- _Excerpt to read_:
--------

If the worst happened and your child was diagnosed with cancer you would probably want aggressive therapy for the child with hope for a cure, let alone to save your child’s life. In diseases like childhood leukemia these days, the vast majority of the time, aggressive therapy works.

But when it comes to chronic conditions many parents worry if strong medicines are too strong, or too new, and that there could be unforeseen long-term side effects that made the therapy not worth it.

This very discussion came up as I walked with a friend along Seattle’s Puget Sound. The friend’s daughter has Crohn’s disease, a serious, progressive, auto-immune condition that causes inflammation in the digestive tract, can be disabling, and raise the risk of colon cancer.

In recent years powerful biologic medicines have been approved to treat Crohn’s, even in children. My friend’s daughter began IV infusions every eight weeks. They were told the medicine would be a wonder drug, and for several years it has been. The child has resumed a full life and that has been a tremendous gift. But there continue to be reports of a higher risk of lymphoma, a serious cancer, down the road. It is not a trivial risk. And parents wonder whether there could be other risks that are not yet known. After all, the biologic therapy does powerful work on the immune system, albeit in a very targeted way.

The same balancing act of therapy versus future risk weighs on the minds of parents of children who take anti-depressants, anti-anxiety medicines, and stimulants for ADHD. Are these pills helping the child enjoy a fuller life, and even if they are, could other problems lie ahead?

--------

- _Entries provided_:
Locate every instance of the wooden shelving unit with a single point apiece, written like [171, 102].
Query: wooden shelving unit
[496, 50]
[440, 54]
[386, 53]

--------

- _Work request 1_:
Please answer these from the piece on weighing strong medicines for children:
(a) How often does aggressive therapy work in childhood leukemia these days?
(b) How often did the friend's daughter receive her IV infusions?
(c) Which serious cancer is reported as a higher risk with the biologic medicine?
- _Work request 2_: Write the next few paragraphs of the piece on weighing strong medicines for children, starting after its final question.

- _Your response 1_:
(a) The vast majority of the time.
(b) Every eight weeks.
(c) Lymphoma.

- _Your response 2_:
I, for one, feel a child with poorly treated illness may well be scarred for life. If there is an approved medicine to largely return them to health, I believe it is usually worth the typically small risk of other health concerns years later. Obviously, one must weigh this on an individual basis and it is no easy decision.

I heard how my friend still agonizes about the IV therapy his child continues to receive. On the one hand he worries about long-term effects, on the other he worries that the drug’s effectiveness will wane. Minutes later we both spied his teenager, happy, vibrant, enjoying life with friends. We celebrated the scene, hoped for many more like that and prayed she would be spared some unlikely side effect happening to her. Parents worry and feel the pain of their children. Even when the child no longer hurts the pain lingers in us. Maybe we know too much?